Problem description.
Restate all of the following data exactly, keeping any images out of the copy.

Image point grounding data
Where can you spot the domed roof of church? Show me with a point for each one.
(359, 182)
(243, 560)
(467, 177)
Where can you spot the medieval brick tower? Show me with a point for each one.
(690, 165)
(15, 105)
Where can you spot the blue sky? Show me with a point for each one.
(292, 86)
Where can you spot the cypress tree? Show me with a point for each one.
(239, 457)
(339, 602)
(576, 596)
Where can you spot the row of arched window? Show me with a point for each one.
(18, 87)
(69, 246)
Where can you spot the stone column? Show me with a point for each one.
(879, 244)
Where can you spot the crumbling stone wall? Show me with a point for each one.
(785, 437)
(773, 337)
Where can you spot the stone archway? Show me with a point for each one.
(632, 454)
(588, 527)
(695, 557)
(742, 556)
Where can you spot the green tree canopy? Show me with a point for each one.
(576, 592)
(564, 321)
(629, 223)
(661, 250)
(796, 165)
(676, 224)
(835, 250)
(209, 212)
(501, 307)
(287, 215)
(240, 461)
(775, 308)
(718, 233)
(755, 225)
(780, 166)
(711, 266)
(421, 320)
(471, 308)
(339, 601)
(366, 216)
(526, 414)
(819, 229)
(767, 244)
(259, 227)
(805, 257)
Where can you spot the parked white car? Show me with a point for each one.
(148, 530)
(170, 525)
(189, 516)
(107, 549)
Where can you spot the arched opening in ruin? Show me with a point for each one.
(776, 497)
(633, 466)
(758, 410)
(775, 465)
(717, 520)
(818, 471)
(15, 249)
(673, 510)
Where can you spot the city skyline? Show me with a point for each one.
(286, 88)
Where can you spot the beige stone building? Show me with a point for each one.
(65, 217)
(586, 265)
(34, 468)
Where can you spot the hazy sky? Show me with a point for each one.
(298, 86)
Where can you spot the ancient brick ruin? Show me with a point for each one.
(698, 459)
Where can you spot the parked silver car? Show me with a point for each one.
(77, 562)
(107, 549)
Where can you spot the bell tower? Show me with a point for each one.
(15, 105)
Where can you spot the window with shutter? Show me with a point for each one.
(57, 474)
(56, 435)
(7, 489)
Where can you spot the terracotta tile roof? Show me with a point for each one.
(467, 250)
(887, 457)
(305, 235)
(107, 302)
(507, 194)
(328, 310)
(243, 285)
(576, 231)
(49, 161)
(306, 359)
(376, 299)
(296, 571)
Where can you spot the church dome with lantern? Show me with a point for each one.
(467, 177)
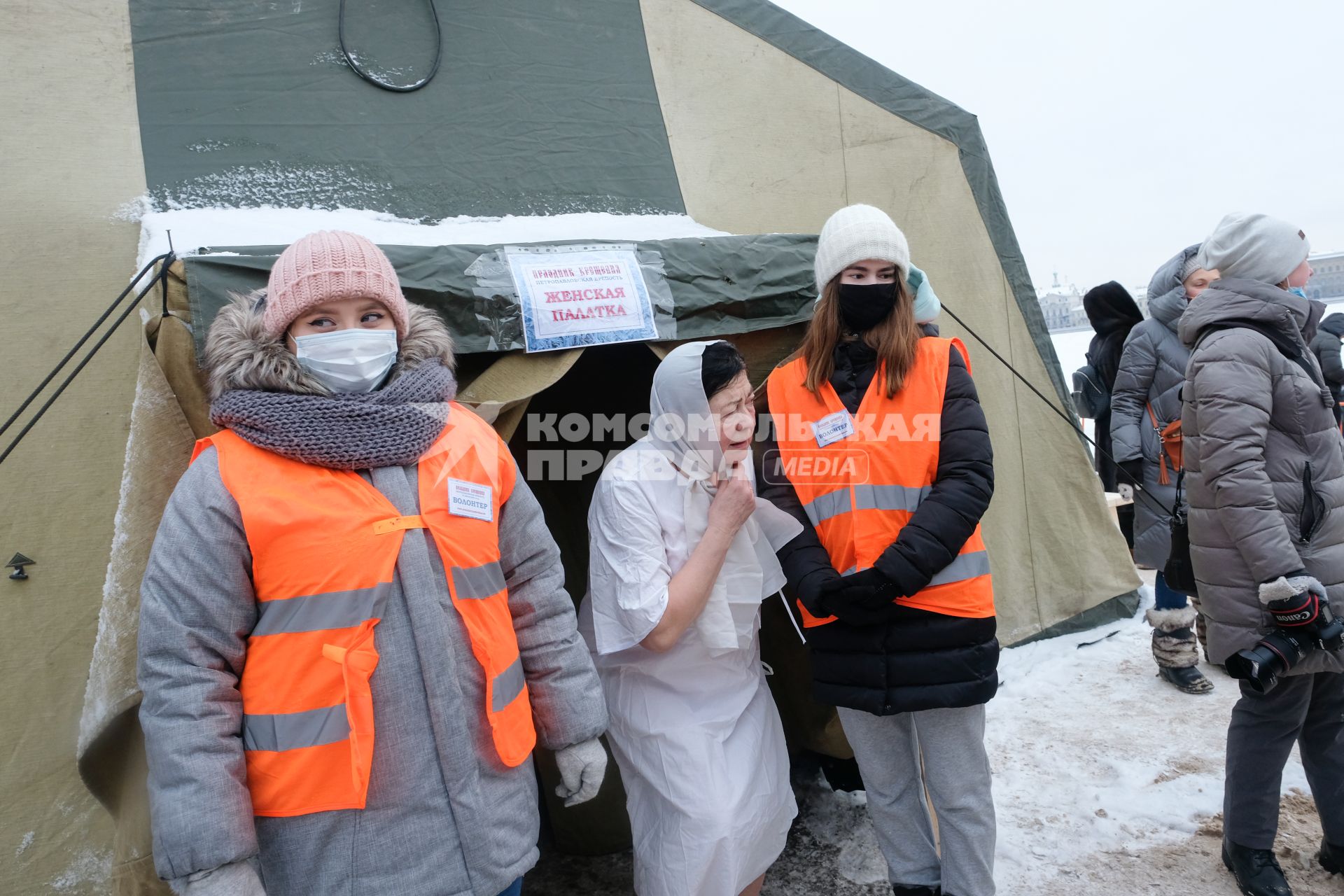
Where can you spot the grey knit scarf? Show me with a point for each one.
(391, 426)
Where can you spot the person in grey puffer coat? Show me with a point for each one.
(365, 390)
(1152, 371)
(1265, 484)
(1326, 347)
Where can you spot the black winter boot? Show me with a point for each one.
(1257, 871)
(1176, 650)
(1331, 858)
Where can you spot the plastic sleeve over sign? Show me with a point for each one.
(499, 307)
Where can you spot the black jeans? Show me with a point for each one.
(1304, 710)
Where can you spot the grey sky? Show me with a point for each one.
(1121, 132)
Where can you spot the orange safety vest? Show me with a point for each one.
(324, 547)
(860, 477)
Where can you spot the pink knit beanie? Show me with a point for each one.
(324, 266)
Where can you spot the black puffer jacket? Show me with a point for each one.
(1112, 314)
(914, 660)
(1326, 347)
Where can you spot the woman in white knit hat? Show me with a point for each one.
(883, 454)
(680, 556)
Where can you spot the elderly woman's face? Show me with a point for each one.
(1199, 281)
(734, 415)
(1301, 274)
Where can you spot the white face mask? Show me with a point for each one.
(349, 360)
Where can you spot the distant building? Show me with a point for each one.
(1062, 305)
(1328, 280)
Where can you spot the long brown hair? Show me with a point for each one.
(895, 339)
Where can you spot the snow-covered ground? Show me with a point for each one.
(1108, 782)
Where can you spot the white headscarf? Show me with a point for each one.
(682, 428)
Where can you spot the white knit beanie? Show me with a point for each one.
(1254, 248)
(855, 234)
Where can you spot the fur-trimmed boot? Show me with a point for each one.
(1200, 626)
(1176, 650)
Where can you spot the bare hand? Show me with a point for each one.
(734, 501)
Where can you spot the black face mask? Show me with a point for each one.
(864, 307)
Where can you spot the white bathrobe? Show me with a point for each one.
(694, 729)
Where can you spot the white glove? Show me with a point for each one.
(234, 879)
(582, 767)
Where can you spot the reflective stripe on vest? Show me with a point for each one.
(324, 547)
(860, 491)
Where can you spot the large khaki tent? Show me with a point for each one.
(732, 112)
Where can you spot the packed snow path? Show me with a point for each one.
(1108, 780)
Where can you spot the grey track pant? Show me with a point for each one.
(956, 773)
(1306, 710)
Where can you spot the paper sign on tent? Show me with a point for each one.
(581, 298)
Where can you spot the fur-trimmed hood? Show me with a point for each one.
(241, 356)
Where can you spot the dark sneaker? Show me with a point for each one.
(1189, 679)
(1257, 871)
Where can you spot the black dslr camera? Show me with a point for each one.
(1280, 650)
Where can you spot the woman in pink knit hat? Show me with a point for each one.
(354, 625)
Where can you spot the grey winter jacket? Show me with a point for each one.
(1264, 461)
(1152, 370)
(444, 816)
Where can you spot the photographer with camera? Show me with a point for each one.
(1265, 482)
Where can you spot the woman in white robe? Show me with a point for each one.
(682, 554)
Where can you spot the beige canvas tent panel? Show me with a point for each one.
(70, 146)
(828, 147)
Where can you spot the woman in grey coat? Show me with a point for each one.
(1145, 399)
(332, 368)
(1265, 482)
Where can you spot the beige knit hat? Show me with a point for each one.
(1254, 248)
(854, 234)
(324, 266)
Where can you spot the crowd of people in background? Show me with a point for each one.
(1224, 425)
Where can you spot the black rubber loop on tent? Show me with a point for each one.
(162, 277)
(374, 80)
(1062, 415)
(83, 340)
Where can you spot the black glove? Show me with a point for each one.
(815, 587)
(862, 597)
(1300, 608)
(1132, 473)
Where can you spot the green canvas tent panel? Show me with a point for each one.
(538, 108)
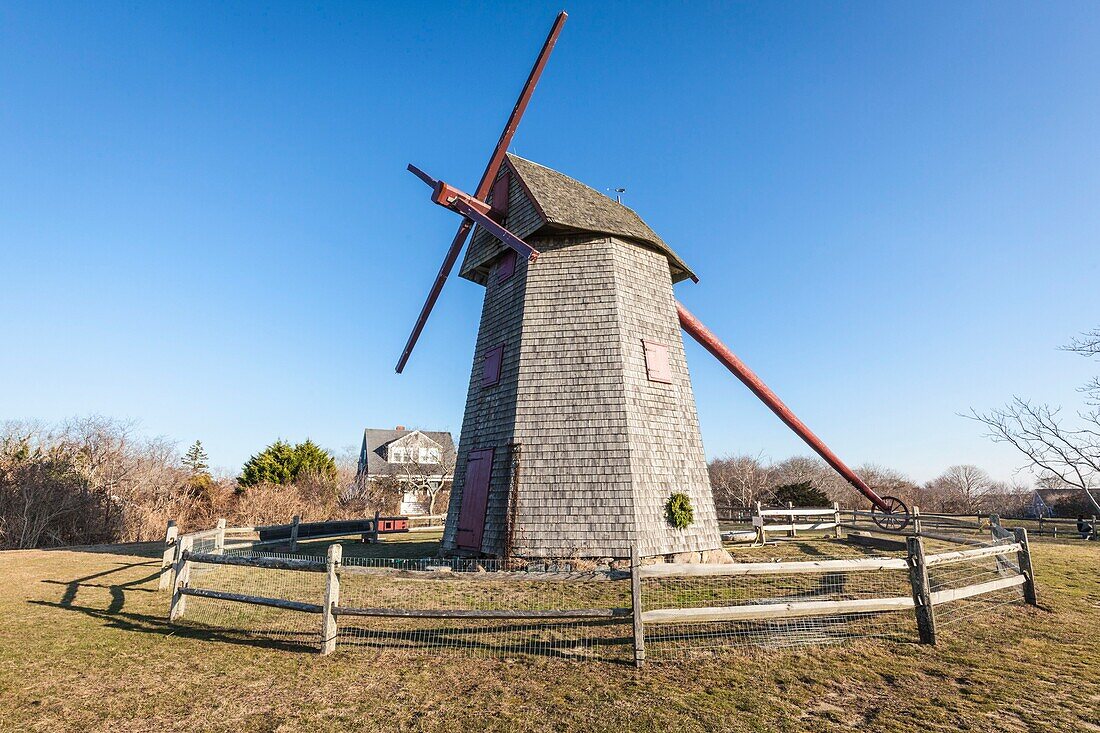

Solution to this exercise.
Where can you spot the domed roof of church? Show me with a point for each one.
(359, 182)
(243, 560)
(467, 177)
Where can you spot the medieval brick tower? Show me with a point for each one.
(690, 165)
(15, 105)
Where can you spot the blue sky? Show me with a point for each one.
(292, 86)
Where can you spot the cypress tree? Show me with a point for each one.
(239, 457)
(339, 602)
(576, 596)
Where can you spot the row of arched window? Show me with a point for each one.
(18, 87)
(69, 246)
Where can you spot the stone column? Show me with a point for each one.
(879, 244)
Where can you spot the crumbling stone wall? Show me with a point for each one.
(785, 437)
(773, 337)
Where can you spot the stone archway? Show me with a point for each one.
(632, 454)
(588, 527)
(695, 557)
(742, 556)
Where can you spot the green tree canopy? Show me with a point for each one.
(576, 592)
(564, 321)
(629, 223)
(661, 250)
(796, 165)
(676, 224)
(835, 250)
(209, 212)
(501, 307)
(287, 215)
(240, 461)
(775, 308)
(718, 233)
(755, 225)
(780, 166)
(711, 266)
(421, 320)
(471, 308)
(339, 601)
(366, 216)
(526, 414)
(819, 229)
(767, 244)
(259, 227)
(805, 257)
Where can you spot the parked white car? Show me with a point for each one.
(148, 530)
(170, 525)
(189, 516)
(107, 549)
Where can you spot the arched opening in ruin? Show me with a point for each one.
(776, 497)
(633, 466)
(758, 410)
(775, 465)
(717, 520)
(818, 471)
(15, 249)
(673, 510)
Where can you spot the city skyline? Show me with a point for each one.
(286, 88)
Where can you spot the beige stone building? Show me with a point for each one.
(65, 217)
(586, 265)
(34, 468)
Where can you spot the hazy sky? Show me with a point for each one.
(298, 86)
Where can you spot the ancient brick ruin? Show me with a point for each one.
(698, 459)
Where can you spot the parked silver car? Show me with a point for each one.
(77, 562)
(107, 549)
Where can you spot the bell tower? Show me with a point for each one.
(15, 105)
Where can you spot the window with shutter? Show me with a point for each one.
(57, 474)
(56, 435)
(7, 489)
Where can you spot the terracotta tile roof? Show me with a point for each one.
(467, 250)
(887, 457)
(305, 235)
(107, 302)
(507, 194)
(328, 310)
(243, 285)
(576, 231)
(49, 161)
(306, 359)
(376, 299)
(296, 571)
Where can you spot the church dome with lantern? Show me with a point for each one.
(467, 177)
Where can you spot the grey knit scarf? Show me with a point for each one.
(391, 426)
Where can you spot the person in grey puffer coat? Show me with a point for each one.
(365, 390)
(1152, 371)
(1265, 484)
(1326, 347)
Where can you spot the black winter boot? Show me with a point for each one.
(1257, 871)
(1176, 650)
(1331, 858)
Where can you spot the plastic sleeve over sign? Show me with a point for each one.
(499, 307)
Where can you spot the black jeans? Show me with a point for each one.
(1304, 710)
Where can you spot the grey sky? Show me with a point for each one.
(1121, 132)
Where can you spot the orange safety vest? Show me with a point for each one.
(324, 547)
(860, 477)
Where can you spot the pink knit beanie? Show me with a point for each one.
(324, 266)
Where can you spot the black puffer jacket? Show me with a point for each one.
(1112, 314)
(914, 660)
(1326, 347)
Where can you spot the woman in white knit hat? Show me with a point for each one.
(883, 454)
(680, 556)
Where can you spot the elderly woman's face? Show me with a point for each one.
(1199, 281)
(734, 415)
(1301, 274)
Where can you spot the white face mask? Show me with a point for each one.
(349, 360)
Where can you spot the distant building? Show me with a point for each one.
(1062, 305)
(1328, 280)
Where can you spot the long brown hair? Show me with a point for each one.
(895, 339)
Where can you spot the snow-covered ground? Show me with a point for each one.
(1108, 782)
Where can you spot the white headscarf? Show me with a point for each one.
(682, 428)
Where can you spot the white knit beanie? Show me with a point for each one.
(1254, 248)
(855, 234)
Where can you spot the fur-trimmed boot? Show me with a point for each one.
(1200, 626)
(1176, 650)
Where can you spot the bare hand? Show me with a point for each one.
(734, 501)
Where can you spot the black face mask? Show me with a point for each one.
(864, 307)
Where can you spot the white bathrobe? Show me with a point for each one.
(694, 729)
Where can you spot the white glove? Show me with a point for each one.
(234, 879)
(582, 767)
Where can you spot the reflective stripe on vest? Show me with a point for each one.
(324, 547)
(860, 491)
Where can you spot the large khaki tent? Show me with a point for each one.
(732, 112)
Where can you spot the packed snow path? Show me with a point for each one.
(1108, 780)
Where can you spot the grey track pant? Show me with a point for each one.
(956, 773)
(1306, 710)
Where can you spot the paper sign on tent? Show me with a point for each one.
(581, 298)
Where can you spot the fur-trimmed hood? Show me with a point for each one.
(241, 356)
Where can you spot the dark sneaker? Show me with a point for each one.
(1189, 679)
(1257, 871)
Where can you spot the black dslr camera? Show me with a point for each one.
(1280, 650)
Where can you spot the woman in pink knit hat? Show me with a point for each one.
(354, 625)
Where can you spot the grey winter jacket? Show me with a point for each one.
(1264, 461)
(1152, 370)
(444, 816)
Where can you spot the photographer with camera? Show me with a point for each one.
(1265, 482)
Where can you spot the woman in white robe? Show me with a point for each one.
(682, 554)
Where can you spot the beige canvas tent panel? Show me with a point for each one.
(70, 146)
(828, 147)
Where can you spot the woman in grey coat? Show me with a point for each one.
(1145, 399)
(332, 368)
(1265, 482)
Where can you spot the beige knit hat? Show me with a point for each one.
(1254, 248)
(854, 234)
(324, 266)
Where can you spot the crowd of people in background? Show me with a point for each one.
(1224, 425)
Where can you spot the black rubber loop on tent? Show me with a point for each one.
(162, 277)
(374, 80)
(1062, 415)
(83, 340)
Where can you spot the black glove? Show me with a point for each one.
(815, 587)
(862, 597)
(1300, 608)
(1132, 473)
Where can you spot the green canvas tent panel? Show me with a point for each one.
(538, 108)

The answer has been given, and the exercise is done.